[Data lines]
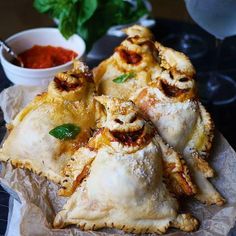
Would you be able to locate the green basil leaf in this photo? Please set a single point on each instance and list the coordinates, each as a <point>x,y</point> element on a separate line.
<point>86,10</point>
<point>90,18</point>
<point>68,21</point>
<point>65,131</point>
<point>122,78</point>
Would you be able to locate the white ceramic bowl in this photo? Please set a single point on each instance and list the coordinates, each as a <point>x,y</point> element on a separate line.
<point>40,36</point>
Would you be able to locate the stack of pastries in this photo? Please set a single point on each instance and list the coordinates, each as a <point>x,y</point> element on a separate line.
<point>136,138</point>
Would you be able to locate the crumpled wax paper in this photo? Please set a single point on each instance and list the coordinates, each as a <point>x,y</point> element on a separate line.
<point>40,202</point>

> [Given task]: Quote all the lines of the records above word for word, omitting the pictures.

> [Finished answer]:
Would you be able to locate the green basil leaf in this photo? Please set a single point on each instance and list the coordinates, each as a <point>x,y</point> element on a separate line.
<point>86,10</point>
<point>90,18</point>
<point>68,21</point>
<point>65,131</point>
<point>122,78</point>
Would you be able to locate the white ceramic bowl in this photo? Please set a single point on each instance and list the coordinates, each as a <point>x,y</point> element on a separate line.
<point>40,36</point>
Would you be able to locate the stack of pastries in this photo? Please set a single point on each instance and list the coordinates, each as a <point>x,y</point> element on a separate line.
<point>136,138</point>
Would you be able to locate the crumpled wax paper in this photo? Please set a single point on each instance and list the coordinates, each as a <point>x,y</point> element on a separate line.
<point>40,202</point>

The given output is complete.